- [Stated task 1] Can you reproduce word for word the data records running from the line that contains "Please place a dot on the river surface, one" through the end of the records?

- [Page]
▼

# 1965 GTO Rally 1 Rim/Tire Replacement Question



## Thurmond Farm (Sep 4, 2020)

I was planning on putting my original rims and tires on the shelf and getting factory looking replacements. I was planning on buying Rally 1 replacements from Ames, whereas, they offer 14x6 polished, 14x6 brushed, 14x7 polished, 15x7 polished or 15x8 polished.. I would like all four rims/tires to be the same size. Looking for a beefy look but want to fit in the wheel wells and not rub. Obviously the tires couldn't get too crazy big........maybe slightly larger redlines either 70, 65 or 60s. Any thoughts?

Thanks,

Blair


----------



## Thurmond Farm (Sep 4, 2020)

Thurmond Farm said:


> I was planning on putting my original rims and tires on the shelf and getting factory looking replacements. I was planning on buying Rally 1 replacements from Ames, whereas, they offer 14x6 polished, 14x6 brushed, 14x7 polished, 15x7 polished or 15x8 polished.. I would like all four rims/tires to be the same size. Looking for a beefy look but want to fit in the wheel wells and not rub. Obviously the tires couldn't get too crazy big........maybe slightly larger redlines either 70, 65 or 60s. Any thoughts?

▲

(Data records)

▼

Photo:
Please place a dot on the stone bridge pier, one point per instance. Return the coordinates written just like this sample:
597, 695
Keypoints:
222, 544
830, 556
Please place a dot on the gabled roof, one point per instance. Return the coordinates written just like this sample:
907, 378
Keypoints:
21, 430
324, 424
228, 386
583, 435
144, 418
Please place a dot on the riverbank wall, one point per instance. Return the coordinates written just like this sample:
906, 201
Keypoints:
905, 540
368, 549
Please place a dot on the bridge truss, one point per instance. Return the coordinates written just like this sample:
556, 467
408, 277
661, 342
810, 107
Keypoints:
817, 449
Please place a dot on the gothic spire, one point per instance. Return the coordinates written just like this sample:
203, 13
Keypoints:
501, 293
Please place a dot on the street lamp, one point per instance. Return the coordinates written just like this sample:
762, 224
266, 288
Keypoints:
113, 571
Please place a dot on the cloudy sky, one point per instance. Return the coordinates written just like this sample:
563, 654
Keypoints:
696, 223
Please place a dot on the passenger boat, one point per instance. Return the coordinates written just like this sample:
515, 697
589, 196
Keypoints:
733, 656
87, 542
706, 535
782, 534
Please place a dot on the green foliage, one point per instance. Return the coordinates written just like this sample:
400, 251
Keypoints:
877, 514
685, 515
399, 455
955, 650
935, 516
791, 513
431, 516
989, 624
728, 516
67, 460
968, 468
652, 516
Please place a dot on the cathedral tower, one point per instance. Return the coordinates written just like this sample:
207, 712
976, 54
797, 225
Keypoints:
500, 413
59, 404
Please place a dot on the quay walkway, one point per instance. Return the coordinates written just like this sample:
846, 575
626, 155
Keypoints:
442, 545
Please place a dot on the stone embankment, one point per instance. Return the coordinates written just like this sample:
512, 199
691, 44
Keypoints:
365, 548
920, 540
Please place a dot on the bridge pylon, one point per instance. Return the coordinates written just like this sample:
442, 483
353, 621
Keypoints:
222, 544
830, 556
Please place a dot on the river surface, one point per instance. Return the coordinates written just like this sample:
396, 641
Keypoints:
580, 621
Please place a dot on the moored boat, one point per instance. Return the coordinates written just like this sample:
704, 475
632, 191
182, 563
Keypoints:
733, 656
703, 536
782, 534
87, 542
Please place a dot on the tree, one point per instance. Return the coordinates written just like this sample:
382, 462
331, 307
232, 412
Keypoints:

▲

- [Stated task 2] How would the forum thread about replacing the Rally 1 rims and tires on a 1965 GTO continue from its last line?

- [Reply 1]
Please place a dot on the river surface, one point per instance. Return the coordinates written just like this sample:
396, 641
Keypoints:
580, 621
Please place a dot on the moored boat, one point per instance. Return the coordinates written just like this sample:
704, 475
632, 191
182, 563
Keypoints:
733, 656
703, 536
782, 534
87, 542
Please place a dot on the tree, one point per instance. Return the coordinates written just like this sample:
382, 462
331, 307
232, 412
Keypoints:

- [Reply 2]
> 
> Thanks,
> 
> Blair


I was looking yesterday at 14x6 replacement rims and 225x14x70 tires that measure 26.5 tall w/tread width 7.2 inches. From what I read, it appears that this will fit.

However, I noticed that there were also 15x7 replacement rims and 245x15x60 tires that measure 26.1 tall w/tread width 7.6 inches available and was interested in trying those. I assume that they might fit but not sure. Has anyone tried this?

Also I could try14x7 replacement rims and 245x14x60 tires that measure 25.6 tall w/tread width 8 inches.

Just because the height seems to fit the front doesn't necessarily mean that when you turn the wheel the tire will rub due to the additional width. Has anyone tried this?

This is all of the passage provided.